**Your goal:** Please copy out every line of the data below word for word.

**Task material:**
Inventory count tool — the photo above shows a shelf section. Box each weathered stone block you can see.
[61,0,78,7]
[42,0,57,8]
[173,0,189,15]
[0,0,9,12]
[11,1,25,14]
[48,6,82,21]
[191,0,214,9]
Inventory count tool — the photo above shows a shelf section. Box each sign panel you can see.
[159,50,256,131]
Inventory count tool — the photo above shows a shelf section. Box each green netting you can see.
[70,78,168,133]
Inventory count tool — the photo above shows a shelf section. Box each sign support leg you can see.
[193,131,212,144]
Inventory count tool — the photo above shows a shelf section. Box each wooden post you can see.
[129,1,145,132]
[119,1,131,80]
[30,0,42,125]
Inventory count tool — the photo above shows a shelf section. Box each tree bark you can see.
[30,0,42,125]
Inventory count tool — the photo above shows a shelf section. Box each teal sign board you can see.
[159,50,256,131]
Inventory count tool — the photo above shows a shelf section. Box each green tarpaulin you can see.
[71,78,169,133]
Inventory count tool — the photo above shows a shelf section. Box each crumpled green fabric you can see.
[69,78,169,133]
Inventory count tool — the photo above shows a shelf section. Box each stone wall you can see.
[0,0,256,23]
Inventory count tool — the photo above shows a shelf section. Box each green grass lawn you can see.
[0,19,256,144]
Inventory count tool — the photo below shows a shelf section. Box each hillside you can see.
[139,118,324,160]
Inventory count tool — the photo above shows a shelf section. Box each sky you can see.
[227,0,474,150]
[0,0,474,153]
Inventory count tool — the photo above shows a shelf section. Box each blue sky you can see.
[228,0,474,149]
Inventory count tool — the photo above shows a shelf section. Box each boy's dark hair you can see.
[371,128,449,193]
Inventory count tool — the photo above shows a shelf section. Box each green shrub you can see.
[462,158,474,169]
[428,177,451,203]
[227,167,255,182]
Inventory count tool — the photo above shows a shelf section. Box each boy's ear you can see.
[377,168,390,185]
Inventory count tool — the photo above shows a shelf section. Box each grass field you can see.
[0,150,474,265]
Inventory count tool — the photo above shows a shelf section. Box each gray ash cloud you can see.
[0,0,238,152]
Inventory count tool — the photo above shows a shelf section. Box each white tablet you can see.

**Reply:**
Inventory count tool — the photo above shows a shelf section. Box each weathered stone block you can see.
[61,0,78,7]
[42,0,57,8]
[173,0,189,15]
[0,0,9,12]
[11,1,25,14]
[48,6,82,21]
[191,0,214,9]
Inventory count tool — the photo above shows a shelf section. Box each sign panel you can see.
[159,50,256,131]
Inventory count tool — the photo above shows a shelf section. Box each green netting you can see.
[70,78,168,133]
Inventory count tool — the photo above shows a shelf section. Box each sign support leg you can see.
[193,131,212,144]
Inventory count tool — the photo above shows a shelf section. Box each wooden post you can see.
[129,1,145,132]
[119,1,131,80]
[30,0,42,125]
Inventory count tool — the photo above shows a shelf section. Box each tree bark you can see.
[30,0,42,125]
Inventory count tool — the photo above shows a shelf section. Box each teal sign board you can see.
[159,50,256,131]
Inventory count tool — the photo above shows a shelf section. Box each green tarpaulin you can see.
[71,78,169,133]
Inventory count tool — the photo above shows a shelf section. Box each crumpled green fabric you can see.
[69,78,169,133]
Inventory count tool — the photo above shows a shelf section. Box each stone wall you can see.
[0,0,256,23]
Inventory count tool — the photo above shows a shelf section. Box each green grass lawn you can see.
[0,19,256,144]
Inventory count tool — the photo below shows a shelf section. Box each hillside you can see.
[139,118,324,160]
Inventory count tool — the photo above shows a shelf section. Box each sky you can see.
[227,0,474,150]
[0,0,474,153]
Inventory count tool — the photo above shows a shelf section. Box each blue sky you can see.
[228,0,474,149]
Inventory count tool — the photo above shows a shelf section. Box each boy's dark hair you can see.
[371,128,449,193]
Inventory count tool — the photo above shows a shelf section. Box each green shrub you can see.
[462,158,474,169]
[428,177,451,203]
[227,167,255,182]
Inventory count tool — the photo above shows a shelf section. Box each boy's ear you can see.
[377,168,390,185]
Inventory count tool — the photo above shows a shelf section. Box each grass field you can see.
[0,150,474,265]
Inventory count tool — the photo above shows a shelf section. Box each gray ash cloud you can see.
[0,0,238,152]
Inventory count tool — the photo above shows a shelf section. Box each white tablet you can see.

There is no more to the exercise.